_Task set_
#1 Summarize the forum thread on changing a town ordinance for goats in two sentences.
#2 Translate this sentence from the goat ordinance thread into Spanish: "Goats can go through a yard eating everything in no time."
#3 Resume the forum thread on the goat ordinance, picking up right after its final sentence.

_Quoted passage_
** Begin **
# Changing the ordinance for goats in my home town



## Nerdy11 (Sep 8, 2013)

I am going to try to change the ordinance so you can have goats on .25 acre in my hometown, but I could use some advice about how to propose it.  Does anyone have advice about how many goats you should have, and how big of a yard size is used to house them? Thanks!


----------



## SkyWarrior (Sep 8, 2013)

Nerdy11 said:
			
		

> I am going to try to change the ordinance so you can have goats on .25 acre in my hometown, but I could use some advice about how to propose it.  Does anyone have advice about how many goats you should have, and how big of a yard size is used to house them? Thanks!


Well, minimum of two.  Yard size I think depends on whether the person has enough feed for the goats.  Goats can go through a yard eating everything in no time.


----------



## Nerdy11 (Sep 9, 2013)

What about Dwarf and Pygmy goats?


----------



## SkyWarrior (Sep 9, 2013)

Nerdy11 said:
			
		

> What about Dwarf and Pygmy goats?


What about them?


----------



## Nerdy11 (Sep 9, 2013)

How many should you have on a .25 acre? I looked it up but it was very vague


----------



## SheepGirl (Sep 9, 2013)

I'm not sure where you live. But for the mid atlantic region, you can have 1000# of livestock per acre. A 1/4 acre is 10,890 square feet. So assuming this is ALL yard (no house, no shed, no garage, etc), you could have two 100 lb goats or five 50 lb goats. That is if you want them to live off of your land with only supplemental feed during the non-growing season.

However if you're able to find a cheap, reliable source of hay (hay gets expensive if you live in town and don't know where to look in the country), you can keep many more animals. Sheep require just 30 sq ft of lot space, lambs 8 sq ft of lot space. So you can build yourself a 30x40 pen and theoretically keep 40 sheep in there. Obviously you wouldn't, but the option's there. Likely, in a town setting, that would be enough for 3-4 females and their babies (they may have 3 to 10 babies at their side). Animals don't need lots of space if you're feeding them...just enough for exercise; animals only need space when they're finding their own food because the amount of grass they need to meet their nutritional needs is spread out over a large area.
** End **
Items in a labeling collection
** Begin **
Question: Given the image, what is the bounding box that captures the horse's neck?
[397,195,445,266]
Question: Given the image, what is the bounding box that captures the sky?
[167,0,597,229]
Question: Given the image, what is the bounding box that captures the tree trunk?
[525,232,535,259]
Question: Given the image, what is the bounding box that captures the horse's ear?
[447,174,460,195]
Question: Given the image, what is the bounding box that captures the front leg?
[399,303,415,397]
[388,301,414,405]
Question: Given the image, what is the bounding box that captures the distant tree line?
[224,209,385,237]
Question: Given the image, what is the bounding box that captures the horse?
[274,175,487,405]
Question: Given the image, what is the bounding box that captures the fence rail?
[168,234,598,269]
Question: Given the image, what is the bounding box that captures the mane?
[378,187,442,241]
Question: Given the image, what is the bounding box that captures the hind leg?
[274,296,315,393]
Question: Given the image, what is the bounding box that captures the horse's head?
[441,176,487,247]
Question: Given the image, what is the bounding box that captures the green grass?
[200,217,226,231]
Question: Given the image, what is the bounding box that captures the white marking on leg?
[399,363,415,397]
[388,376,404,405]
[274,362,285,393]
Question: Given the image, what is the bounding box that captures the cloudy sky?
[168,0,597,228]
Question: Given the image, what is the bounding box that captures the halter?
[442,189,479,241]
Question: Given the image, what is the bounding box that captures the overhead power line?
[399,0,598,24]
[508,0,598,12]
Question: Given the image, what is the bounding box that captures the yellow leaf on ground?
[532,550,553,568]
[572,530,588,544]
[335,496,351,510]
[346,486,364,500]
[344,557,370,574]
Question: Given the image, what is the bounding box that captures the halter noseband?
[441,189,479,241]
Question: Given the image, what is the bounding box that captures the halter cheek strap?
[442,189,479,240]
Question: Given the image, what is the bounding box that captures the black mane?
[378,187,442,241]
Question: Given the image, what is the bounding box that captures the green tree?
** End **
_Results_
#1 A poster plans to propose changing a hometown ordinance to allow goats on a quarter acre and asks how many goats to keep and how much yard they need. Replies recommend at least two goats, say yard size depends on whether there is enough feed, and estimate that under a mid-Atlantic guideline of 1000 pounds of livestock per acre a quarter acre could hold two 100 lb goats or five 50 lb goats, with more animals possible given a cheap, reliable hay source.

#2 Las cabras pueden recorrer un patio comiéndose todo en un abrir y cerrar de ojos.

#3
----------



## norseofcourse (Sep 9, 2013)

In Akron, Ohio, I think they passed a law awhile back to allow pet goats in the city, but I'm pretty sure they limited it to a pigmy goat wether, and just one.  I believe they also allow a potbellied pig as a pet, but if I recall correctly there's a weight limit for them.

You could do a search for Akron Ohio Revised Code and search that for goats, if I get a chance I'll look it up later tonight too.


----------



## OneFineAcre (Sep 9, 2013)

norseofcourse said:
			
		

> In Akron, Ohio, I think they passed a law awhile back to allow pet goats in the city, but I'm pretty sure they limited it to a pigmy goat wether, and just one.  I believe they also allow a potbellied pig as a pet, but if I recall correctly there's a weight limit for them.
> 
> You could do a search for Akron Ohio Revised Code and search that for goats, if I get a chance I'll look it up later tonight too.


In the city limits of Raleigh, NC you can have two miniature goats on a half acre lot.  There are of course rules regarding setbacks for housing etc, and you cannot have bucks.  

Their is a story in the latest issue of United Caprine News on how the writer went about persuading the city council in Seattle (or Portland, can't remember which somewhere in the great northwest ) to have similar guidelines to what they have in Raleigh.  Both allow Nigerian's for milk.

Urban homesteaders in Raleigh are my main market for animals that we don't think we will keep for showing.


----------



## Nerdy11 (Sep 11, 2013)

Thanks everyone, that really helps. We are near loads of farms, so hay is not a problem.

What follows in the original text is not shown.